> **WHAT IS NEEDED**: Retype all of the data below without changing a single character, keeping each line as it stands.

Labeled-object pointing entries:
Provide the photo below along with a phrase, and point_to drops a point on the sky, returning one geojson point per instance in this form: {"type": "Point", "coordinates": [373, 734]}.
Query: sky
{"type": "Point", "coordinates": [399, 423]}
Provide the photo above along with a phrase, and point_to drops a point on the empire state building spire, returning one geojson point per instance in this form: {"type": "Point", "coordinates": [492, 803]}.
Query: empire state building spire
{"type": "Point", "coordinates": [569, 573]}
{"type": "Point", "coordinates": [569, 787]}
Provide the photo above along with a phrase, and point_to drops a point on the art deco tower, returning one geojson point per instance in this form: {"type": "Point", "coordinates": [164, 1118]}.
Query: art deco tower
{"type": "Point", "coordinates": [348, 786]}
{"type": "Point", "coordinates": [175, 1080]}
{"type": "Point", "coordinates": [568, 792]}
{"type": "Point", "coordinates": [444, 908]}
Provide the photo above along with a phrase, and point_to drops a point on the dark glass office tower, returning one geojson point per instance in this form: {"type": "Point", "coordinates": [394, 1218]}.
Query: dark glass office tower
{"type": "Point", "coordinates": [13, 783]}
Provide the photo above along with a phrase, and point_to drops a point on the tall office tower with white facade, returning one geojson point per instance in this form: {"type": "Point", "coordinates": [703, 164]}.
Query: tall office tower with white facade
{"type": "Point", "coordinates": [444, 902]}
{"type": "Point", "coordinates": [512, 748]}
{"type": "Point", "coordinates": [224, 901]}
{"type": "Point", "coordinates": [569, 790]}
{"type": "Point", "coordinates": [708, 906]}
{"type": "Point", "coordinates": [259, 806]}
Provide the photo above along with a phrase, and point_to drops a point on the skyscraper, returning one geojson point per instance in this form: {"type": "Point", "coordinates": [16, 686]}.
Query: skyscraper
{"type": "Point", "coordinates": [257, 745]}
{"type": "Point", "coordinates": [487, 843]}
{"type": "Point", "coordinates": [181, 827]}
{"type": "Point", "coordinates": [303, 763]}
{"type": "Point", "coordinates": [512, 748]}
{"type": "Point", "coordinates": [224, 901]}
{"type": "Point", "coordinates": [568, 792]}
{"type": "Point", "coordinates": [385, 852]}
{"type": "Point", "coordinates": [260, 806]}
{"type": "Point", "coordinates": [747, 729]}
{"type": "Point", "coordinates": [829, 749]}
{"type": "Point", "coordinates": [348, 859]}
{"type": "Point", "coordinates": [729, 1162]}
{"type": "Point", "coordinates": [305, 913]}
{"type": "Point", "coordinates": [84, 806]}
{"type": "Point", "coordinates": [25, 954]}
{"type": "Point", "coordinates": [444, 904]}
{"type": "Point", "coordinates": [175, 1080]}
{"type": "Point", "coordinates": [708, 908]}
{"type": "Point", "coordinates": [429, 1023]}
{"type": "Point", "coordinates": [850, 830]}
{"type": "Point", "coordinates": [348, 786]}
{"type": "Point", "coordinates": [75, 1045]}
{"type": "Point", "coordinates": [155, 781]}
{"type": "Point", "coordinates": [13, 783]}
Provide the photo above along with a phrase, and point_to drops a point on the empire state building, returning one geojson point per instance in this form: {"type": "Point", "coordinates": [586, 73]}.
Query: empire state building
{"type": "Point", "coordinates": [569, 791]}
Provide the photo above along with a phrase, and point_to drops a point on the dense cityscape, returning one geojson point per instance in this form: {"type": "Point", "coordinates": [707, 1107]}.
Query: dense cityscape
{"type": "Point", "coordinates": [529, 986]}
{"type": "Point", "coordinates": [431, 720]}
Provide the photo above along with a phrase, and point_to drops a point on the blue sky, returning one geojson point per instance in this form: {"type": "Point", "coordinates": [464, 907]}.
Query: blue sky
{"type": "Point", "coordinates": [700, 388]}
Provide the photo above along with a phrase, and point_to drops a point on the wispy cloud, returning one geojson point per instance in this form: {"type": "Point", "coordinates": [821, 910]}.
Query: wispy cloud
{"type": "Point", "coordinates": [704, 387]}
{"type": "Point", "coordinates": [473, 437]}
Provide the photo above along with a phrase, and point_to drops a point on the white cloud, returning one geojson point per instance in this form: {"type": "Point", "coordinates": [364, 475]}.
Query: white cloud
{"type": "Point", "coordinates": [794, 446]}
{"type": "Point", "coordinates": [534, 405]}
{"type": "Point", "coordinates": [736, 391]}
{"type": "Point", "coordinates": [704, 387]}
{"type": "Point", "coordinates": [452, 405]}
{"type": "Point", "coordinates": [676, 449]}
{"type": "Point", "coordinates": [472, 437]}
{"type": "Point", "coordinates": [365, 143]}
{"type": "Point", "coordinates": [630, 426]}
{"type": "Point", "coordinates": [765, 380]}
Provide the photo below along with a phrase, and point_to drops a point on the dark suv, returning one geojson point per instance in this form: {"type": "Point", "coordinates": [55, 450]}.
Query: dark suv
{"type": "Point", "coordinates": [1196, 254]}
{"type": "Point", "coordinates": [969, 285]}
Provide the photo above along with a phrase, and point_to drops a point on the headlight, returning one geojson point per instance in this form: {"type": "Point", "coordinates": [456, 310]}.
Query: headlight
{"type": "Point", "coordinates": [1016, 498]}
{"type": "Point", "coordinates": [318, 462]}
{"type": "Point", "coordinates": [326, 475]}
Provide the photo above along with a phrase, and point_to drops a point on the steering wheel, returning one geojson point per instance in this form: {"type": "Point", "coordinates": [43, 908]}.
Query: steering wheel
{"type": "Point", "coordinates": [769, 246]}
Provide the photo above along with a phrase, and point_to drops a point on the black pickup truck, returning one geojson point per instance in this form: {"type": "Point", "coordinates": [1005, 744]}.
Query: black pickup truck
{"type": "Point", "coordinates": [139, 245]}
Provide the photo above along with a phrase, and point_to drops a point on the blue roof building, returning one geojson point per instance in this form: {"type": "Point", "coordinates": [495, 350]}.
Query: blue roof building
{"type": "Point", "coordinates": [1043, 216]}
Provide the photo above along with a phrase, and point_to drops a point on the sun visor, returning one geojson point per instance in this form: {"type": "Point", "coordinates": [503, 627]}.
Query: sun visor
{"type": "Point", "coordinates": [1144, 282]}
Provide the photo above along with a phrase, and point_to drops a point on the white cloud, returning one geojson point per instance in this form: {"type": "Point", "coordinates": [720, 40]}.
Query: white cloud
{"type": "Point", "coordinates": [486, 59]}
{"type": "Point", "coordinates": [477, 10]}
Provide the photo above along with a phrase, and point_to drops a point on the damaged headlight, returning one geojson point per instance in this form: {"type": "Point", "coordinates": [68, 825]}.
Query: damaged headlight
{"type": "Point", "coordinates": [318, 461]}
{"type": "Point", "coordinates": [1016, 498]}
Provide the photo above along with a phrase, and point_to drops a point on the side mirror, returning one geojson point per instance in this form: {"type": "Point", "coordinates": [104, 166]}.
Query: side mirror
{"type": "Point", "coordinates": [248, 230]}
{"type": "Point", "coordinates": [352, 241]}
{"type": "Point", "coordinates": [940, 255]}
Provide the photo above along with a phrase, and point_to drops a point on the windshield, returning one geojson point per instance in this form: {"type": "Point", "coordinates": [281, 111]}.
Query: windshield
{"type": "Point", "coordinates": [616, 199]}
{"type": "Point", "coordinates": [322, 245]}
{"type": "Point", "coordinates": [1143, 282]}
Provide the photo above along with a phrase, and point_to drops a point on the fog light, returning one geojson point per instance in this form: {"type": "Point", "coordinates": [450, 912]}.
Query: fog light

> **EXPECTED ANSWER**:
Provide the photo below along with a phrase, and point_to drops a point on the sky, returning one geojson point per instance in this form: {"type": "Point", "coordinates": [373, 734]}.
Query: sky
{"type": "Point", "coordinates": [399, 423]}
Provide the photo above along with a phrase, and point_to drops a point on the empire state building spire, returning one geojson point per instance in this form: {"type": "Point", "coordinates": [492, 803]}.
Query: empire state building spire
{"type": "Point", "coordinates": [569, 573]}
{"type": "Point", "coordinates": [569, 787]}
Provide the photo above along with a phrase, and point_to drops a point on the art deco tower, returning one geojson point per instance in this form: {"type": "Point", "coordinates": [164, 1118]}.
Query: art deco tower
{"type": "Point", "coordinates": [348, 786]}
{"type": "Point", "coordinates": [175, 1080]}
{"type": "Point", "coordinates": [568, 792]}
{"type": "Point", "coordinates": [444, 908]}
Provide the photo above along with a phrase, and point_to drops a point on the dark glass office tower, returning one geojson point per instance in this form: {"type": "Point", "coordinates": [394, 1218]}.
Query: dark glass office tower
{"type": "Point", "coordinates": [13, 783]}
Provide the photo above along with a phrase, and point_to drops a point on the tall office tower with white facade, returning one geojson point per instance in this form: {"type": "Point", "coordinates": [703, 164]}.
Query: tall office tower with white facade
{"type": "Point", "coordinates": [444, 902]}
{"type": "Point", "coordinates": [512, 748]}
{"type": "Point", "coordinates": [224, 901]}
{"type": "Point", "coordinates": [569, 790]}
{"type": "Point", "coordinates": [708, 906]}
{"type": "Point", "coordinates": [259, 806]}
Provide the photo above along with a phrase, and point_to drops a point on the skyscraper, returning one geojson point per instance in this form: {"type": "Point", "coordinates": [16, 686]}.
Query: skyscraper
{"type": "Point", "coordinates": [257, 745]}
{"type": "Point", "coordinates": [487, 843]}
{"type": "Point", "coordinates": [181, 827]}
{"type": "Point", "coordinates": [303, 763]}
{"type": "Point", "coordinates": [512, 748]}
{"type": "Point", "coordinates": [224, 901]}
{"type": "Point", "coordinates": [568, 792]}
{"type": "Point", "coordinates": [385, 852]}
{"type": "Point", "coordinates": [260, 806]}
{"type": "Point", "coordinates": [747, 729]}
{"type": "Point", "coordinates": [829, 749]}
{"type": "Point", "coordinates": [348, 859]}
{"type": "Point", "coordinates": [729, 1162]}
{"type": "Point", "coordinates": [305, 913]}
{"type": "Point", "coordinates": [84, 806]}
{"type": "Point", "coordinates": [25, 954]}
{"type": "Point", "coordinates": [444, 904]}
{"type": "Point", "coordinates": [175, 1080]}
{"type": "Point", "coordinates": [708, 908]}
{"type": "Point", "coordinates": [429, 1023]}
{"type": "Point", "coordinates": [850, 830]}
{"type": "Point", "coordinates": [348, 786]}
{"type": "Point", "coordinates": [75, 1045]}
{"type": "Point", "coordinates": [155, 781]}
{"type": "Point", "coordinates": [13, 783]}
Provide the photo above along with a phrase, and point_to drops a point on the empire state building, returning one geojson point per instance in this form: {"type": "Point", "coordinates": [586, 73]}.
Query: empire state building
{"type": "Point", "coordinates": [569, 791]}
Provide the photo above along with a phrase, and point_to drops a point on the dense cityscape, returning one geojson point per instance in this form: {"type": "Point", "coordinates": [707, 1107]}.
Query: dense cityscape
{"type": "Point", "coordinates": [529, 986]}
{"type": "Point", "coordinates": [431, 720]}
Provide the photo above along with a phrase, and point_to drops a point on the blue sky, returning one geojson point per instance in this form: {"type": "Point", "coordinates": [464, 907]}.
Query: blue sky
{"type": "Point", "coordinates": [700, 388]}
Provide the photo above along with a phrase, and point_to drops a point on the wispy cloud, returning one geojson point per instance in this form: {"type": "Point", "coordinates": [821, 910]}.
Query: wispy cloud
{"type": "Point", "coordinates": [704, 387]}
{"type": "Point", "coordinates": [473, 437]}
Provide the photo above along with a phrase, and point_to drops a point on the white cloud, returning one geojson point per instance in this form: {"type": "Point", "coordinates": [364, 475]}.
Query: white cloud
{"type": "Point", "coordinates": [794, 446]}
{"type": "Point", "coordinates": [534, 405]}
{"type": "Point", "coordinates": [736, 391]}
{"type": "Point", "coordinates": [704, 387]}
{"type": "Point", "coordinates": [452, 405]}
{"type": "Point", "coordinates": [676, 449]}
{"type": "Point", "coordinates": [472, 437]}
{"type": "Point", "coordinates": [365, 143]}
{"type": "Point", "coordinates": [630, 426]}
{"type": "Point", "coordinates": [765, 380]}
Provide the photo below along with a phrase, and point_to drops a point on the dark suv, returning one geojson point per instance in this form: {"type": "Point", "coordinates": [55, 450]}.
Query: dark suv
{"type": "Point", "coordinates": [1196, 254]}
{"type": "Point", "coordinates": [969, 285]}
Provide the photo above along with a phrase, and point_to drops a point on the headlight, returning one geojson point per instance in this form: {"type": "Point", "coordinates": [456, 310]}.
Query: headlight
{"type": "Point", "coordinates": [1016, 498]}
{"type": "Point", "coordinates": [318, 462]}
{"type": "Point", "coordinates": [326, 475]}
Provide the photo above along with a phrase, and point_to drops a point on the steering wheel, returning one geojson point per instance in this form: {"type": "Point", "coordinates": [43, 908]}.
Query: steering wheel
{"type": "Point", "coordinates": [769, 246]}
Provide the photo above along with a phrase, and point_to drops a point on the black pickup truck, returning one geojson point per instance in this form: {"type": "Point", "coordinates": [1005, 744]}.
Query: black pickup truck
{"type": "Point", "coordinates": [139, 245]}
Provide the photo above along with a phrase, and point_to drops a point on the blue roof building, returning one geojson point per instance in this form: {"type": "Point", "coordinates": [495, 350]}.
Query: blue roof building
{"type": "Point", "coordinates": [1043, 216]}
Provide the photo above along with a phrase, and point_to drops a point on the sun visor, returning one geojson point per instance in this form: {"type": "Point", "coordinates": [503, 627]}.
Query: sun visor
{"type": "Point", "coordinates": [1144, 282]}
Provide the photo above along with a phrase, and point_to drops a point on the white cloud, returning one geojson point per instance in this form: {"type": "Point", "coordinates": [720, 40]}.
Query: white cloud
{"type": "Point", "coordinates": [486, 59]}
{"type": "Point", "coordinates": [477, 10]}
Provide the photo above along with a phrase, and point_to drops a point on the damaged headlight, returning one geojson point per instance in this form: {"type": "Point", "coordinates": [68, 825]}.
Query: damaged headlight
{"type": "Point", "coordinates": [318, 461]}
{"type": "Point", "coordinates": [1016, 498]}
Provide the photo above along with a phrase, and point_to drops a point on the side mirror, returning one geojson point per instance in this form: {"type": "Point", "coordinates": [104, 166]}.
Query: side mirror
{"type": "Point", "coordinates": [248, 230]}
{"type": "Point", "coordinates": [352, 241]}
{"type": "Point", "coordinates": [940, 255]}
Provide the photo above along with a phrase, and point_to drops a point on the windshield, returning one geojson point per instance in this form: {"type": "Point", "coordinates": [281, 111]}.
Query: windshield
{"type": "Point", "coordinates": [616, 199]}
{"type": "Point", "coordinates": [322, 245]}
{"type": "Point", "coordinates": [1143, 282]}
Provide the photo above along with a phrase, and point_to drops a point on the fog light, returning one geojson point per instance in this form: {"type": "Point", "coordinates": [450, 912]}.
Query: fog light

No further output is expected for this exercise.